[BEGIN SELECTED PASSAGE]

Thus, the set $\{ (x,y) \,|\, (x-1)^2 + y^2 < 1,\ (x+1)^2 + y^2 < 1 \}$ is empty, and the Slater CQ is not satisfied.
It is possible to show that the strong duality again asymptotically holds.
First note that the Lagrangian expression is the same, but we now must have $\lambda_1 > 0$, $\lambda_2 > 0$, and therefore $q(\lambda) < 0$. But if we set $\lambda_1 = \lambda_2$ and take the limit as $\lambda_1 \rightarrow +\infty$, we have $$ \lim_{\lambda_1 \rightarrow +\infty} q(\lambda_1,\lambda_1) = 0. $$ In other words, we cannot find a finite dual solution, but the strong duality still holds.
In both cases, we cannot find a finite dual solution by solving the KKT conditions.
Consider the problem \begin{align*} \min\ & x+y \\ \mbox{t.q. } & y \geq 0 \\ & y \leq x^3 \end{align*} The second constraint implies $x \geq 0$, and therefore, the solution is trivially $(0,0)$.
The dual Lagrangian function is $$ q(\lambda) = \inf_{x,y} x + y - \lambda_1 y + \lambda_2 (y-x^3) = \inf_{x,y} x(1 - x^2 \lambda_2) + y (1+\lambda_2 - \lambda_1) $$
Then $$ \nabla_{(x,y)} L(x,y, \lambda) = \begin{pmatrix} 1-3x^2\lambda_2 \\ 1-\lambda_1+\lambda_2 \end{pmatrix} $$
If $1-\lambda_1+\lambda_2 \ne 0$, there is no solution to $\nabla_{(x,y)} L(x,y, \lambda) = 0$, and it is easy to see that $q(\lambda) = -\infty$.
If $1-\lambda_1+\lambda_2 = 0$, $$ L(x,y, \lambda) = x(1-x^2\lambda) $$ and again $q(\lambda) = -\infty$.
Therefore there is an infinite duality gap.

[END SELECTED PASSAGE]

SET TASK A | Write out, without any changes, the lines of the listing starting with the line that contains "target: white plastic basket" and going on through the end of the listing.
The duality passage and the listing are unrelated to each other.

[BEGIN EXERCISE MATERIALS]

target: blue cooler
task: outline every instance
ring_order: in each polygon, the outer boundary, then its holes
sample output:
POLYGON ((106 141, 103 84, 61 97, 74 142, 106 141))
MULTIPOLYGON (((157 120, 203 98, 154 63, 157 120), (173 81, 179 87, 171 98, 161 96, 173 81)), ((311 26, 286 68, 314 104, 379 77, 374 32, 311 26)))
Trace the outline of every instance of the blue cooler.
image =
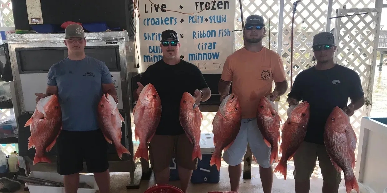
POLYGON ((202 161, 198 160, 197 169, 192 172, 192 176, 191 178, 192 183, 215 183, 219 182, 220 173, 216 169, 216 166, 215 165, 210 166, 210 161, 215 149, 214 134, 201 134, 200 150, 202 152, 202 161))

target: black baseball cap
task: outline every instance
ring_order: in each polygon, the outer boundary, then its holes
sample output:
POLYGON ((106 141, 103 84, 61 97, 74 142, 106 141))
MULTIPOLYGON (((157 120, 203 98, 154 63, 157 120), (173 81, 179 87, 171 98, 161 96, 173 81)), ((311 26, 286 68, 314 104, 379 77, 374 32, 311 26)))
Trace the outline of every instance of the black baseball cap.
POLYGON ((260 24, 262 25, 265 25, 265 22, 264 20, 264 18, 258 15, 252 15, 247 17, 246 19, 246 24, 260 24))
POLYGON ((165 40, 168 39, 179 41, 179 39, 177 37, 177 33, 171 29, 167 29, 163 32, 163 33, 161 33, 161 41, 165 41, 165 40))

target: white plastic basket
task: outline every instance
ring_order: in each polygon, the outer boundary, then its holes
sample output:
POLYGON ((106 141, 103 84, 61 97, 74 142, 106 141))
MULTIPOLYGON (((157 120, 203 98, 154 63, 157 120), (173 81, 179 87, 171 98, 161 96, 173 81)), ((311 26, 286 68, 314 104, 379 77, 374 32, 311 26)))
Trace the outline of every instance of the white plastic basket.
MULTIPOLYGON (((63 176, 57 173, 32 171, 28 176, 63 183, 63 176)), ((94 179, 94 176, 89 175, 80 175, 79 183, 84 182, 91 186, 91 188, 78 188, 78 193, 95 193, 99 189, 94 179)), ((30 193, 65 193, 63 187, 52 187, 26 183, 30 193)))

[END EXERCISE MATERIALS]

SET TASK B | Give again, word for word, the part of the duality passage starting with "In both cases, we" and going on through "again $q(\lambda) = -\infty$.".

RIGHT ANSWER A |
target: white plastic basket
task: outline every instance
ring_order: in each polygon, the outer boundary, then its holes
sample output:
POLYGON ((106 141, 103 84, 61 97, 74 142, 106 141))
MULTIPOLYGON (((157 120, 203 98, 154 63, 157 120), (173 81, 179 87, 171 98, 161 96, 173 81)), ((311 26, 286 68, 314 104, 379 77, 374 32, 311 26)))
Trace the outline of every instance of the white plastic basket.
MULTIPOLYGON (((63 176, 57 173, 32 171, 28 176, 63 183, 63 176)), ((94 179, 94 176, 89 175, 80 175, 79 183, 84 182, 91 186, 91 188, 78 188, 78 193, 95 193, 99 189, 94 179)), ((30 193, 65 193, 63 187, 52 187, 26 183, 30 193)))

RIGHT ANSWER B |
In both cases, we cannot find a finite dual solution by solving the KKT conditions.
Consider the problem \begin{align*} \min\ & x+y \\ \mbox{t.q. } & y \geq 0 \\ & y \leq x^3 \end{align*} The second constraint implies $x \geq 0$, and therefore, the solution is trivially $(0,0)$.
The dual Lagrangian function is $$ q(\lambda) = \inf_{x,y} x + y - \lambda_1 y + \lambda_2 (y-x^3) = \inf_{x,y} x(1 - x^2 \lambda_2) + y (1+\lambda_2 - \lambda_1) $$
Then $$ \nabla_{(x,y)} L(x,y, \lambda) = \begin{pmatrix} 1-3x^2\lambda_2 \\ 1-\lambda_1+\lambda_2 \end{pmatrix} $$
If $1-\lambda_1+\lambda_2 \ne 0$, there is no solution to $\nabla_{(x,y)} L(x,y, \lambda) = 0$, and it is easy to see that $q(\lambda) = -\infty$.
If $1-\lambda_1+\lambda_2 = 0$, $$ L(x,y, \lambda) = x(1-x^2\lambda) $$ and again $q(\lambda) = -\infty$.